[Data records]
# # # #

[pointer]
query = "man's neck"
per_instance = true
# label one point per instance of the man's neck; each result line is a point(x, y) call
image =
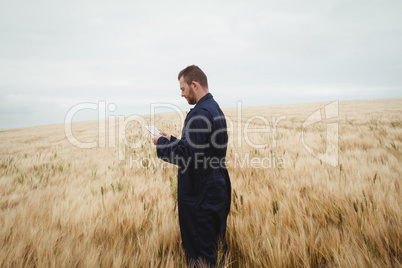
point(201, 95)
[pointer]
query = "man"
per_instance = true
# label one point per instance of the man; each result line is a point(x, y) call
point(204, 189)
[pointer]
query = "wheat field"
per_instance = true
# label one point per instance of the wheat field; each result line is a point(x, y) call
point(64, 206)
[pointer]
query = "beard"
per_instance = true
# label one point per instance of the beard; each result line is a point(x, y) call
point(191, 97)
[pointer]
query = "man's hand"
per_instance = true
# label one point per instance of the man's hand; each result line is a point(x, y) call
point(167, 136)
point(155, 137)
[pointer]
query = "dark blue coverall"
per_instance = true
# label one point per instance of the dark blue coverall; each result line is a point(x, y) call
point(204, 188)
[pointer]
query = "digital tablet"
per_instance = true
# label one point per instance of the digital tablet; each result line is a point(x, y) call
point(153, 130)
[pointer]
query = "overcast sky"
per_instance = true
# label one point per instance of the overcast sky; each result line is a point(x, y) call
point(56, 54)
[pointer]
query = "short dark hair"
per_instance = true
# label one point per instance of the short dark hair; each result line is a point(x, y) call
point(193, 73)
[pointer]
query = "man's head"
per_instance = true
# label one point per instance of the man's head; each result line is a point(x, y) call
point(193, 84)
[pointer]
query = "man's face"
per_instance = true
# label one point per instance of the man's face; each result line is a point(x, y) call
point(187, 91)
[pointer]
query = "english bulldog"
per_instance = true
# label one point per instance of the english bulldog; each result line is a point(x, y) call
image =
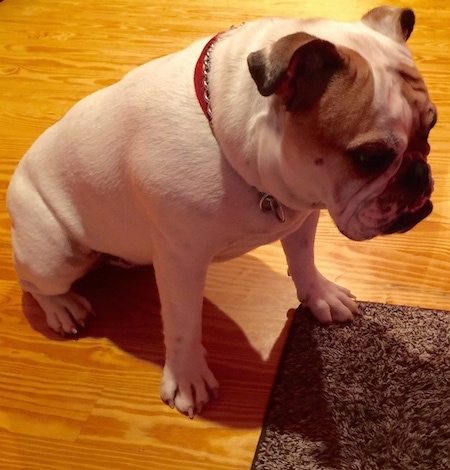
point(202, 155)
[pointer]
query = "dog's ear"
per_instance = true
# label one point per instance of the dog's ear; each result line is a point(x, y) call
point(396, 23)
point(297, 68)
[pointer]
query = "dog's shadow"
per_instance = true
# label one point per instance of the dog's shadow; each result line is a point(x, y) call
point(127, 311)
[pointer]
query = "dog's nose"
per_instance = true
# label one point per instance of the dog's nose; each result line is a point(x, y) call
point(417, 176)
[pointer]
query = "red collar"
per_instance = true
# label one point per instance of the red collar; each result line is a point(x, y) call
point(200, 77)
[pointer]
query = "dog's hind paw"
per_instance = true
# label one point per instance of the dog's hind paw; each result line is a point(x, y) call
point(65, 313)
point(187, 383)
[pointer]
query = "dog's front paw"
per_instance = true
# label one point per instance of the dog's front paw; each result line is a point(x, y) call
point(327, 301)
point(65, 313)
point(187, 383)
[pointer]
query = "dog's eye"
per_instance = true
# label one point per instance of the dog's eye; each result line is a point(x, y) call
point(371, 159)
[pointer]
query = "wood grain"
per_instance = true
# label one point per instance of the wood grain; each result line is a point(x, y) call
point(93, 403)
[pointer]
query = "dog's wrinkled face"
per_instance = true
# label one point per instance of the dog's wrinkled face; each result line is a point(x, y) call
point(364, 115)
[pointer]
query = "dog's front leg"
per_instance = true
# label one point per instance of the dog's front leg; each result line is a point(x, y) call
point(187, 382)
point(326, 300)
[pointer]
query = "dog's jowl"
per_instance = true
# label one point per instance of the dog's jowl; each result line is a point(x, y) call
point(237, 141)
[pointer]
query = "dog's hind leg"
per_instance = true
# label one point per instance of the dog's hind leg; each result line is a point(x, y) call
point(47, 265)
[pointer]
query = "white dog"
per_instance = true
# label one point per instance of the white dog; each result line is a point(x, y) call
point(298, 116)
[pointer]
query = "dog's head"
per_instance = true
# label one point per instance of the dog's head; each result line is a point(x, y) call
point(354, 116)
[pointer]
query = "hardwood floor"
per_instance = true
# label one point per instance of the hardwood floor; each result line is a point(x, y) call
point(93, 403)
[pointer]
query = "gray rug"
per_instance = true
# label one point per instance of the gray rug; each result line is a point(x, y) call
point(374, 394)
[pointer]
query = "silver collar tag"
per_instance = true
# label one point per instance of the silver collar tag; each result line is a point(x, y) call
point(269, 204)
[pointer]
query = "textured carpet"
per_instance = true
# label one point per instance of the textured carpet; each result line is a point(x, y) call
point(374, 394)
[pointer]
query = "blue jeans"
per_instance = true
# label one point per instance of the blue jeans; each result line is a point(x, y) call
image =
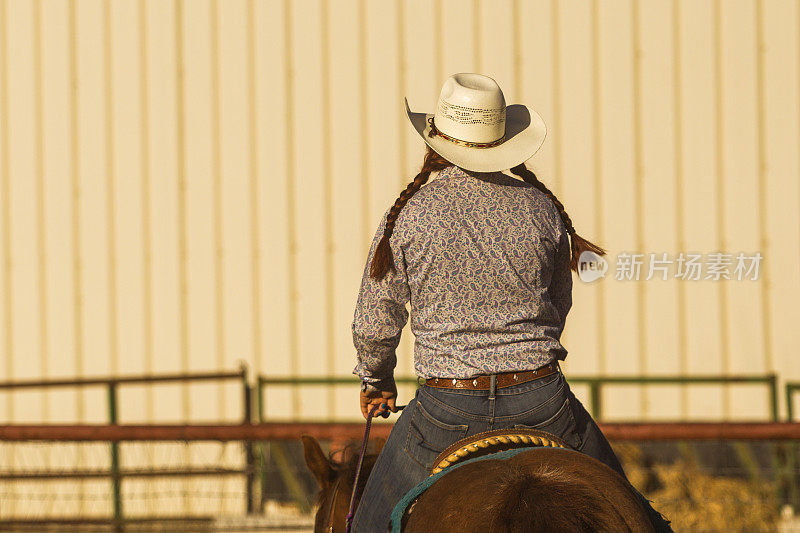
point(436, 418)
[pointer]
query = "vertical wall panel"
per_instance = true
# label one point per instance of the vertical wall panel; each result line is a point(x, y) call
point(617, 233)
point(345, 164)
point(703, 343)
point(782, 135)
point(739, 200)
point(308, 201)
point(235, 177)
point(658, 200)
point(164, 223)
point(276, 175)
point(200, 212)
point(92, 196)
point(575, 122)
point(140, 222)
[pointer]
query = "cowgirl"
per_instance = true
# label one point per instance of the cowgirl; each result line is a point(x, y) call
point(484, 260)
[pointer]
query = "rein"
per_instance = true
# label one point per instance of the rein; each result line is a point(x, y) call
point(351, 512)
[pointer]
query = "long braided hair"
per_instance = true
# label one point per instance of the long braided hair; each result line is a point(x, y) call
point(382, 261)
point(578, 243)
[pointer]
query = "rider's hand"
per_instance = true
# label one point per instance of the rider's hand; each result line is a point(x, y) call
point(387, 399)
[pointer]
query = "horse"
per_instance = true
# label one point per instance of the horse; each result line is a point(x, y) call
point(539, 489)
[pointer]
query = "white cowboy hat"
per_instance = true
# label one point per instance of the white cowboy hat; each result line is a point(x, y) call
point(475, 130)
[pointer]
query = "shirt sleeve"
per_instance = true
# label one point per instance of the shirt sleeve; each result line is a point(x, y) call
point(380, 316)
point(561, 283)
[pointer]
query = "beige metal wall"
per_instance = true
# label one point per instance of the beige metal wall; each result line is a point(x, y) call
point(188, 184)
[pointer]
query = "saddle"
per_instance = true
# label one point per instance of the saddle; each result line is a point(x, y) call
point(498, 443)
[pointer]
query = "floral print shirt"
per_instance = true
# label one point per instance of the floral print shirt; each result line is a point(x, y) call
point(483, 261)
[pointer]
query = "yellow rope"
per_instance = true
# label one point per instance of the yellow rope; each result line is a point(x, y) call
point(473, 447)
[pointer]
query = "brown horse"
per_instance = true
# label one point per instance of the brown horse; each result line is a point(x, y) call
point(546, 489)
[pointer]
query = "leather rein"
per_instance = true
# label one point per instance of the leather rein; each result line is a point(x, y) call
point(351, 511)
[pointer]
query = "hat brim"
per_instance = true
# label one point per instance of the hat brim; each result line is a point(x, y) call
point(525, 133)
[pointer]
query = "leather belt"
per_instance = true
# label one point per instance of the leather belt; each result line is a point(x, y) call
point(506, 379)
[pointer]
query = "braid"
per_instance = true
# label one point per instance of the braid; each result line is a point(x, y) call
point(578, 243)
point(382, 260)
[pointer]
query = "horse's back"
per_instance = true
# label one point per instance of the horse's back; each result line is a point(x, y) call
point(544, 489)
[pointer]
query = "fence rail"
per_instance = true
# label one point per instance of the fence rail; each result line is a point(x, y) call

# # # #

Output every line of the records above as a numbered list, skipping any blank lines. Leave the pictures out.

1. [pointer]
2. query = "man's neck"
3. per_instance = true
4. # label one point per instance of the man's neck; each result line is a point(x, y) call
5. image =
6. point(201, 95)
7. [pointer]
8. query = "man"
9. per_instance = true
10. # label one point per instance of the man; each result line is a point(x, y) call
11. point(204, 189)
12. [pointer]
13. query = "wheat field"
14. per_instance = true
15. # label one point per instance of the wheat field; each result line is a point(x, y) call
16. point(64, 206)
17. [pointer]
18. query = "beard"
19. per_instance = true
20. # label one point per instance of the beard; each result line is a point(x, y) call
21. point(191, 97)
22. [pointer]
23. query = "man's hand"
24. per_instance = true
25. # label one point per instance of the man's hand; each result line is a point(x, y) call
26. point(167, 136)
27. point(155, 137)
28. [pointer]
29. query = "dark blue coverall"
30. per_instance = true
31. # label one point per instance of the dark blue coverall; each result line is a point(x, y) call
32. point(204, 188)
33. [pointer]
34. query = "digital tablet"
35. per_instance = true
36. # label one point per instance of the digital tablet; each result line is a point(x, y) call
37. point(153, 130)
38. [pointer]
39. query = "overcast sky"
40. per_instance = true
41. # label one point per instance of the overcast sky; each result line is a point(x, y) call
42. point(56, 54)
43. [pointer]
44. query = "short dark hair"
45. per_instance = true
46. # label one point per instance of the short dark hair; each result line is a point(x, y) call
47. point(193, 73)
48. [pointer]
49. query = "man's head"
50. per_instance = true
51. # label one point per instance of the man's head; each result line is a point(x, y) call
52. point(193, 84)
53. [pointer]
54. query = "man's face"
55. per_instance = true
56. # label one point per instance of the man's face; each result line is a point(x, y) call
57. point(187, 91)
58. [pointer]
59. query = "english bulldog"
60. per_instance = true
61. # label one point per instance of the english bulldog; each result line is a point(x, y) call
62. image =
63. point(202, 155)
64. [pointer]
65. query = "dog's ear"
66. per_instance = true
67. # label one point per instance of the dog's ear; each result line is a point(x, y) call
68. point(396, 23)
69. point(297, 68)
70. [pointer]
71. query = "dog's shadow"
72. per_instance = true
73. # label one point per instance of the dog's shadow; each result line is a point(x, y) call
74. point(127, 311)
75. [pointer]
76. query = "dog's nose"
77. per_instance = true
78. # label one point per instance of the dog's nose; each result line is a point(x, y) call
79. point(417, 176)
80. [pointer]
81. query = "red collar"
82. per_instance = true
83. # label one point per instance of the red collar; each result line is a point(x, y) call
84. point(200, 77)
85. [pointer]
86. query = "dog's hind paw"
87. per_instance = true
88. # label one point per instance of the dog's hind paw; each result line is a point(x, y) call
89. point(65, 313)
90. point(187, 383)
91. [pointer]
92. query = "dog's front paw"
93. per_instance = true
94. # label one point per instance of the dog's front paw; each result line is a point(x, y) call
95. point(327, 301)
96. point(65, 313)
97. point(187, 383)
98. [pointer]
99. query = "dog's eye"
100. per_instance = true
101. # label one point per instance of the dog's eye; each result line is a point(x, y) call
102. point(371, 159)
103. [pointer]
104. query = "wood grain"
105. per_instance = true
106. # label one point per instance of the wood grain; each result line is a point(x, y) call
107. point(93, 403)
108. [pointer]
109. query = "dog's wrinkled face"
110. per_instance = true
111. # label one point per instance of the dog's wrinkled face; each result line is a point(x, y) call
112. point(364, 115)
113. [pointer]
114. query = "dog's front leg"
115. per_instance = true
116. # label one point per instance of the dog's front leg; each result line is a point(x, y) call
117. point(187, 382)
118. point(326, 300)
119. [pointer]
120. query = "dog's jowl"
121. per_instance = true
122. # label one point per instance of the dog's jowl; each result line is a point(x, y) call
123. point(237, 141)
124. [pointer]
125. query = "dog's hind leg"
126. per_instance = true
127. # label one point per instance of the dog's hind leg; each result line is a point(x, y) call
128. point(47, 265)
129. [pointer]
130. query = "white dog"
131. per_instance = true
132. # label one point per instance of the white dog; each result line is a point(x, y) call
133. point(298, 116)
134. [pointer]
135. query = "dog's head"
136. per_instance = true
137. # label one point per instance of the dog's head; each result line is a point(x, y) call
138. point(354, 116)
139. [pointer]
140. query = "hardwood floor"
141. per_instance = true
142. # label one point per instance of the hardwood floor; each result line is a point(x, y) call
143. point(93, 403)
144. [pointer]
145. query = "gray rug"
146. per_instance = true
147. # label one point per instance of the gray rug; each result line is a point(x, y) call
148. point(374, 394)
149. [pointer]
150. query = "silver collar tag"
151. per_instance = true
152. # label one point per instance of the silver collar tag; each result line is a point(x, y) call
153. point(269, 204)
154. [pointer]
155. query = "textured carpet"
156. per_instance = true
157. # label one point per instance of the textured carpet; each result line is a point(x, y) call
158. point(374, 394)
159. [pointer]
160. query = "blue jeans"
161. per_instance = true
162. # label one point per instance of the blue jeans; each result line is a point(x, y) call
163. image =
164. point(436, 418)
165. [pointer]
166. query = "vertical wall panel"
167. per_instance = true
168. # label one point per instance of the vertical wall panel; each result line is a point(x, y) call
169. point(617, 233)
170. point(345, 164)
171. point(703, 343)
172. point(782, 135)
173. point(739, 200)
174. point(308, 201)
175. point(235, 177)
176. point(658, 200)
177. point(164, 223)
178. point(276, 175)
179. point(200, 212)
180. point(92, 196)
181. point(575, 122)
182. point(140, 222)
183. [pointer]
184. query = "cowgirl"
185. per_instance = true
186. # label one point per instance of the cowgirl; each result line is a point(x, y) call
187. point(484, 260)
188. [pointer]
189. query = "rein"
190. per_instance = true
191. # label one point per instance of the rein; each result line is a point(x, y) call
192. point(351, 512)
193. [pointer]
194. query = "long braided hair"
195. per_instance = true
196. # label one point per instance of the long braided hair; each result line is a point(x, y) call
197. point(382, 261)
198. point(578, 243)
199. [pointer]
200. query = "rider's hand"
201. per_instance = true
202. # label one point per instance of the rider's hand; each result line is a point(x, y) call
203. point(387, 399)
204. [pointer]
205. query = "horse"
206. per_instance = true
207. # label one point per instance of the horse; each result line is a point(x, y) call
208. point(539, 489)
209. [pointer]
210. query = "white cowboy hat"
211. per_instance = true
212. # label one point per instance of the white cowboy hat; each result line is a point(x, y) call
213. point(475, 130)
214. [pointer]
215. query = "shirt sleeve"
216. per_instance = true
217. # label one point per instance of the shirt sleeve; each result line is a point(x, y) call
218. point(380, 316)
219. point(561, 283)
220. [pointer]
221. query = "beige metal wall"
222. per_instance = true
223. # label one point per instance of the beige metal wall; each result line is a point(x, y) call
224. point(188, 184)
225. [pointer]
226. query = "saddle"
227. per_instance = true
228. # label one point per instance of the saddle; each result line is a point(x, y) call
229. point(498, 443)
230. [pointer]
231. query = "floral print shirt"
232. per_instance = true
233. # label one point per instance of the floral print shirt; each result line is a point(x, y) call
234. point(483, 261)
235. [pointer]
236. query = "yellow rope"
237. per_instance = true
238. # label one point per instance of the yellow rope; each result line is a point(x, y) call
239. point(473, 447)
240. [pointer]
241. query = "brown horse"
242. per_instance = true
243. # label one point per instance of the brown horse; each result line is a point(x, y) call
244. point(546, 489)
245. [pointer]
246. query = "leather rein"
247. per_instance = true
248. # label one point per instance of the leather rein; each result line is a point(x, y) call
249. point(351, 511)
250. [pointer]
251. query = "hat brim"
252. per_instance = true
253. # label one point per instance of the hat brim; each result line is a point(x, y) call
254. point(525, 133)
255. [pointer]
256. query = "leather belt"
257. per_instance = true
258. # label one point per instance of the leather belt; each result line is a point(x, y) call
259. point(506, 379)
260. [pointer]
261. query = "braid"
262. per_instance = true
263. # label one point per instance of the braid; each result line is a point(x, y) call
264. point(578, 243)
265. point(382, 260)
266. [pointer]
267. query = "horse's back"
268. per_instance = true
269. # label one point per instance of the horse's back; each result line is a point(x, y) call
270. point(544, 489)
271. [pointer]
272. query = "fence rail"
273. per_instance = true
274. # label one point per instance of the fence rail; each result line is a point(x, y) call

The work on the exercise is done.